Start of DATA FOR THIS TASK

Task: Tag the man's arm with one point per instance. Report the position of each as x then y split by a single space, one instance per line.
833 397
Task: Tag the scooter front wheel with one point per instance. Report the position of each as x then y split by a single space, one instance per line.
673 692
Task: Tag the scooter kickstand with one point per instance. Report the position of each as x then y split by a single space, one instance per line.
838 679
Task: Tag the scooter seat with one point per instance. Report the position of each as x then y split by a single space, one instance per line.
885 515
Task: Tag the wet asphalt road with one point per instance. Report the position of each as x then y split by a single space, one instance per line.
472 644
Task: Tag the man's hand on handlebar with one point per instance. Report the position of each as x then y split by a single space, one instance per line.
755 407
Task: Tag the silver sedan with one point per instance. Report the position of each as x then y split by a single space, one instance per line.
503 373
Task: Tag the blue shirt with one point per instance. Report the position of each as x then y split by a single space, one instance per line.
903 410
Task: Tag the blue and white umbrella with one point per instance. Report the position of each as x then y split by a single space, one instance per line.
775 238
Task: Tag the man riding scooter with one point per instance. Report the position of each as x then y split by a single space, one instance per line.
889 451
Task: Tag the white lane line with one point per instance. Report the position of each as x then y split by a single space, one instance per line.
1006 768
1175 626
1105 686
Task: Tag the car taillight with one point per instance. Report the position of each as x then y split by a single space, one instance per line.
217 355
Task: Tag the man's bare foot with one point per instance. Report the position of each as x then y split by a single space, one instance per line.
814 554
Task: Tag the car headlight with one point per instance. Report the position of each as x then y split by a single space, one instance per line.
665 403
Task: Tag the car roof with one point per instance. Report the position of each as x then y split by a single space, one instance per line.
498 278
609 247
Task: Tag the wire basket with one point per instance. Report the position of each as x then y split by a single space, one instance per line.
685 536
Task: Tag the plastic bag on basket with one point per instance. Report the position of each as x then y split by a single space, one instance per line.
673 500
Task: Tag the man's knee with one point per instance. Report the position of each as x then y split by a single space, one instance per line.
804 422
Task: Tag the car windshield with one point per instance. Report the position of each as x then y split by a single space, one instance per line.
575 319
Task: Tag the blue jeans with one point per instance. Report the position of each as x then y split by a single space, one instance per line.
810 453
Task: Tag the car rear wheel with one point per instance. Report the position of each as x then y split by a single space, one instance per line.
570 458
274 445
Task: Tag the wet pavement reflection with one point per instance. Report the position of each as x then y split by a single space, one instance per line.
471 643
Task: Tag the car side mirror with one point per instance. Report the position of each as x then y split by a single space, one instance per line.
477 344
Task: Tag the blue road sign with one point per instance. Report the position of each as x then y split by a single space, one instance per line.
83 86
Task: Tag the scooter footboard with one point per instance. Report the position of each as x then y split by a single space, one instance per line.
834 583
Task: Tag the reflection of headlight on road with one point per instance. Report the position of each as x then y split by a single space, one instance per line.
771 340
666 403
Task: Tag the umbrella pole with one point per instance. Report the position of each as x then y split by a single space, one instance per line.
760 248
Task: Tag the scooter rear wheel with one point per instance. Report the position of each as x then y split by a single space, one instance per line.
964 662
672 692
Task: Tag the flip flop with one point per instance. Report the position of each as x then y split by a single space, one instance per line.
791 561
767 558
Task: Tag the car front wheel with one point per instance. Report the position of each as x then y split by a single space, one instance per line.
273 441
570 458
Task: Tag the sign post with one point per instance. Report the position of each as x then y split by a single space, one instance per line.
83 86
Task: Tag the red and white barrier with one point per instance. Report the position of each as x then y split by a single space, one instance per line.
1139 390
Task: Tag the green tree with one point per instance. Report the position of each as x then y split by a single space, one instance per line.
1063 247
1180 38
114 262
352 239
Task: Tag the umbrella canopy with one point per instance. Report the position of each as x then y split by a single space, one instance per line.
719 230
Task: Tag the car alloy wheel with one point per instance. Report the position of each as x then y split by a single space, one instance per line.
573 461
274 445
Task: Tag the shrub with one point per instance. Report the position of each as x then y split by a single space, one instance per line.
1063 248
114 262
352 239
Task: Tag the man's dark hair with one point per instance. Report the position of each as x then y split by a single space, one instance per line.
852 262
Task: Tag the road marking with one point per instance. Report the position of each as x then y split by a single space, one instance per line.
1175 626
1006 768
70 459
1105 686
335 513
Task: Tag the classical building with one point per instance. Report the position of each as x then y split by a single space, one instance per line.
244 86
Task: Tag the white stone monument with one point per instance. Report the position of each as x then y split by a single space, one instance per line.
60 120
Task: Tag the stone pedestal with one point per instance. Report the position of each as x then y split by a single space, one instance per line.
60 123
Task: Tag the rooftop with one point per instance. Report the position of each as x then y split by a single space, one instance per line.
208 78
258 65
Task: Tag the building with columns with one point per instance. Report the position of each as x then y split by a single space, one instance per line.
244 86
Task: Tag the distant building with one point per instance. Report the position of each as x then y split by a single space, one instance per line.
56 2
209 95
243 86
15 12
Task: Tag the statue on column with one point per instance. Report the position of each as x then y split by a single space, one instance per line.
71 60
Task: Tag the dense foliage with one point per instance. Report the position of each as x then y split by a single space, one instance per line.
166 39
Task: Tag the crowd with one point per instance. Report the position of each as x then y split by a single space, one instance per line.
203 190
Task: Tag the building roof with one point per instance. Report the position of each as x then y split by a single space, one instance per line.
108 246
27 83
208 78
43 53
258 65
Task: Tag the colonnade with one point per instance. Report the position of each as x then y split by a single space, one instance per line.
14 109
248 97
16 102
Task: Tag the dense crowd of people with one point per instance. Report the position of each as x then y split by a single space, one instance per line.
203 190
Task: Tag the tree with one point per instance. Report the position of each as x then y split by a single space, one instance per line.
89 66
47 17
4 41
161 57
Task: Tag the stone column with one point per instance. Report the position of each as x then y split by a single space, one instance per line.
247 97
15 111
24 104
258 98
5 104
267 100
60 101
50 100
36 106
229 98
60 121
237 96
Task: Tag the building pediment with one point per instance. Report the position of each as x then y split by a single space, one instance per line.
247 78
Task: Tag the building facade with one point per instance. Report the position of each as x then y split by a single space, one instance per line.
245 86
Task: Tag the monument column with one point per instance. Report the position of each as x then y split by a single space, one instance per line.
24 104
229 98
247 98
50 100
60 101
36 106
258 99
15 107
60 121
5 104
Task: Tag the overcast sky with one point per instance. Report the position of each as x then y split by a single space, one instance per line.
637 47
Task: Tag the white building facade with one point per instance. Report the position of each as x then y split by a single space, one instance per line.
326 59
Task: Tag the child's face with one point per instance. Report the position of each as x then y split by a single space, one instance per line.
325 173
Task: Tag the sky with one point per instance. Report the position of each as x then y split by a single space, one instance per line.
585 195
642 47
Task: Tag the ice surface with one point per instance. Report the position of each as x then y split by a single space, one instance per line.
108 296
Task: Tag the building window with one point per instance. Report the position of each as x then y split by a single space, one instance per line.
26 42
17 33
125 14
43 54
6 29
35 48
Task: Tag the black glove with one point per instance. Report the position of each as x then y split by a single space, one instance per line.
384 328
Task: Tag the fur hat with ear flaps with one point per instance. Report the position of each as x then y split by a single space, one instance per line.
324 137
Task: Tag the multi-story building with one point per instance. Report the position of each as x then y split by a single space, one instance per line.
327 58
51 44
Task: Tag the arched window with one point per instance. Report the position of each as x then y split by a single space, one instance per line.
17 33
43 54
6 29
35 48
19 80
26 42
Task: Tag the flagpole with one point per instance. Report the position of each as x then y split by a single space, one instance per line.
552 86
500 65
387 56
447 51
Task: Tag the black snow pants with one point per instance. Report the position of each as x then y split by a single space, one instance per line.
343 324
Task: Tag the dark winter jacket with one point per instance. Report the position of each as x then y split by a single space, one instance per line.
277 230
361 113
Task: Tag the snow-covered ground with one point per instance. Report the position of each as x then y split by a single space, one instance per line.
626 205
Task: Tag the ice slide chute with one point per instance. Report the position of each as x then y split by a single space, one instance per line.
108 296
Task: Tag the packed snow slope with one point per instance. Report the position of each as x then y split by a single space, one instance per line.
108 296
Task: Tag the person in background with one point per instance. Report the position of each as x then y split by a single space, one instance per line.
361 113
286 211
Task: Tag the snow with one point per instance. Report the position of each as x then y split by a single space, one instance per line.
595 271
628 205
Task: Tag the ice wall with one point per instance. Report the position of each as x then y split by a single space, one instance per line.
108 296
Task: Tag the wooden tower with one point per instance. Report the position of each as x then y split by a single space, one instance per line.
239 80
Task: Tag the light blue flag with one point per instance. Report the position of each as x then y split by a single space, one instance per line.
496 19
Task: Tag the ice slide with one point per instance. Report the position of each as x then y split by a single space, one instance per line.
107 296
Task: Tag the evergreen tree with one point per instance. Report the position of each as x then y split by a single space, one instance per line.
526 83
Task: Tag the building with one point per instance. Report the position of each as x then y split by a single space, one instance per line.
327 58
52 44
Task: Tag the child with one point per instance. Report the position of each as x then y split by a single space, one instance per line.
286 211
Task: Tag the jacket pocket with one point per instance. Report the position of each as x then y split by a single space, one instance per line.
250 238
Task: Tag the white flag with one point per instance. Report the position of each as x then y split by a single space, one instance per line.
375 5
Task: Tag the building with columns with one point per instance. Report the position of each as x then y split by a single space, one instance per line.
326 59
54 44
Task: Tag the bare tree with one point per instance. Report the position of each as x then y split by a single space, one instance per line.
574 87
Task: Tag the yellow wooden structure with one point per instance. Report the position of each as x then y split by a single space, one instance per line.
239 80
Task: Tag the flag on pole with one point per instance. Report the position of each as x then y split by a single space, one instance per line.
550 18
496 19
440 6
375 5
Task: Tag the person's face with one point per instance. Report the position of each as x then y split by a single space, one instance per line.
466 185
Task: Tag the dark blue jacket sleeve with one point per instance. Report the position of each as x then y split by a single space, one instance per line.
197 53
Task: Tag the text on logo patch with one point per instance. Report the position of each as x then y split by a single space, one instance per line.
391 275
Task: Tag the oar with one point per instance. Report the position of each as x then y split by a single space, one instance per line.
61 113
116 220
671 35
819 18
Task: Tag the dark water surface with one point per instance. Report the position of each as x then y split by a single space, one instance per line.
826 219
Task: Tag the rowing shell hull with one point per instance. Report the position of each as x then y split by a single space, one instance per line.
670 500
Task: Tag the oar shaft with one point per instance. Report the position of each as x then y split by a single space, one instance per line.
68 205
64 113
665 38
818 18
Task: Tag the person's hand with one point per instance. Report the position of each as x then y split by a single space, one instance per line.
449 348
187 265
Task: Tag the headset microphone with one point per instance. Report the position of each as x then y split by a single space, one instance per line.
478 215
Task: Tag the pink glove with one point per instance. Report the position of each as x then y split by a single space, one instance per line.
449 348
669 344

End of DATA FOR THIS TASK

=== YOUR INSTRUCTIONS ===
Lines from the one containing "Task: Tag the person's hand" through the final line of the entries are the only ones to print, and each must match exactly.

=== EXPECTED OUTPUT ===
Task: Tag the person's hand with one point per instance. Report the position of each as x then y split by a single space, one instance per line.
449 348
187 265
Task: Tag the headset microphone with one point per instance. Report the position of each as x then y split by a single space, one instance per line.
478 215
Task: Tag the pink glove with one point per instance. Report the position of each as x then y split by a single space, one instance per line.
449 348
669 344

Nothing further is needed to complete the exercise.